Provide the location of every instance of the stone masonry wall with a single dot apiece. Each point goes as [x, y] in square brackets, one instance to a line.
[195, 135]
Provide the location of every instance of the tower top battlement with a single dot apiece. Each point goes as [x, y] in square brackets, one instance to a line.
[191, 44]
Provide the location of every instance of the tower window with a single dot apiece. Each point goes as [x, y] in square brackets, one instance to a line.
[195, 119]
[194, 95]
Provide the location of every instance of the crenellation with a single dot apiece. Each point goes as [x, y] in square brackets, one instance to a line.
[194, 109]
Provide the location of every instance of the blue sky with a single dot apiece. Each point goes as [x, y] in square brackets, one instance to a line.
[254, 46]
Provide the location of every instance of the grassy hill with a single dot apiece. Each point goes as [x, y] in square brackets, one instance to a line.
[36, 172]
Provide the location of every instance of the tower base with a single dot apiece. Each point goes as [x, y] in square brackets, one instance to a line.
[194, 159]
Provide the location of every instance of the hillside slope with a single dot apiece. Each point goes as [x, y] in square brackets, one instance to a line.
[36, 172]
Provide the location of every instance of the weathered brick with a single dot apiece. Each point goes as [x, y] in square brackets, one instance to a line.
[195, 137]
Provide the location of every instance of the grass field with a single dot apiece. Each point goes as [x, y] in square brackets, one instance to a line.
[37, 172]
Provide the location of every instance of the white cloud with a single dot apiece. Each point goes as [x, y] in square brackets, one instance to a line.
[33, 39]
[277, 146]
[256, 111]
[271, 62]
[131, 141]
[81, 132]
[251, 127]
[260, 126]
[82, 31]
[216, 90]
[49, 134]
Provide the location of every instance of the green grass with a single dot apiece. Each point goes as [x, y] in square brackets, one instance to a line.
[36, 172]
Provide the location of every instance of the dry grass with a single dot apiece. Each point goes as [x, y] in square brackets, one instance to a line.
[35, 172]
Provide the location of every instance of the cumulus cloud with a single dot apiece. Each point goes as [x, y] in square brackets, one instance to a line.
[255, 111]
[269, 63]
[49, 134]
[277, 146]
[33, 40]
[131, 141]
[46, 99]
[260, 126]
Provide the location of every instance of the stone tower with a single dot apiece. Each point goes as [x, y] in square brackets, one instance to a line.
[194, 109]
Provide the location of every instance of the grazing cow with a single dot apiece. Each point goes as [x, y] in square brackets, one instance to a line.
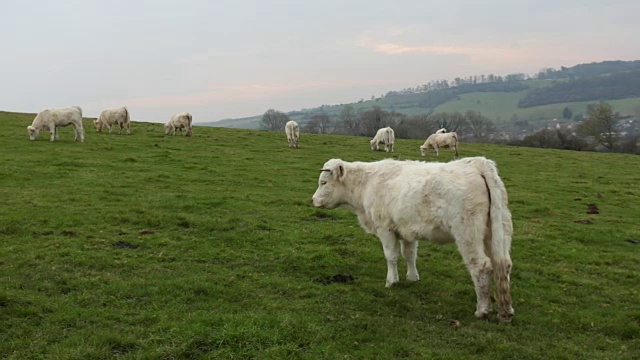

****************

▸ ASSIGNED TASK: Return the full listing exactly as it appears above, without its pictures.

▸ ANSWER SECTION:
Provide the location of every instance of the stone masonry wall with a single dot apiece. Each point goes as [x, y] in square brackets, one instance to a line.
[195, 135]
Provide the location of every instance of the tower top battlement with a single dot apiece. Each point goes as [x, y] in square brackets, one instance to a line.
[191, 44]
Provide the location of every instance of the tower window with a single dot apiece. Each point goes as [x, y] in square brackets, one instance to a line.
[195, 119]
[194, 95]
Provide the location of every instance of the crenellation with a single dot apiece. Each point goes as [x, y] in square brackets, one instance to a line.
[194, 109]
Provide the location of every instance of the blue sky with a single dot apiece. Each point goes as [x, y] in square brackets, one instance to a line.
[254, 46]
Provide the location of every instance of the grassy hill with a single dot apiece. Each point goes as [x, y] in square brackets, one instance to a line.
[36, 172]
Provide the location of every instance of the tower base with a single dot apiece. Each point goes as [x, y] in square brackets, one instance to a line.
[194, 159]
Provide the location of every instance of the hillside slope with a single dot apiece. Each point goes as [x, y] in square brackets, one instance to a line.
[36, 172]
Provide the location of every instance of the weathered brick with a single dot apiece. Each point goes as [x, y] in square brackets, one instance to a line.
[195, 137]
Provide the location of every instance of the grass field with a single dot apiece. Each point goes as [x, y] in square brackets, one instance to a line.
[37, 172]
Provide the location of every instance of the white cloud with a single dot apiece. Each point goes as [x, y] in square brackets, one instance to a line.
[33, 39]
[277, 146]
[256, 111]
[271, 62]
[131, 141]
[81, 132]
[251, 127]
[260, 126]
[82, 31]
[216, 90]
[49, 134]
Provide the location of every instance of the green grass with a single dot apiece. Each point goes as [x, y] in square brackets, one instance to a line.
[36, 172]
Provide the location of every instance of the dry grass with a single dot apiece. Each point goes as [x, y] in square brackets, one instance to a line.
[35, 172]
Provide the location of every instance of the cumulus cloud with a single dot apiece. Each point goes as [x, y] in square brackets, one instance to a line.
[255, 111]
[269, 63]
[49, 134]
[277, 146]
[33, 40]
[131, 141]
[46, 99]
[260, 126]
Provide the location of every instance of the stone tower with a single dot apiece. Each point goes as [x, y] in square brackets, one instance to a line.
[194, 109]
Provide the location of every instance of the grazing cow with a single dot apiece. Each point goes as [x, y] in square brackets, one instance to a line.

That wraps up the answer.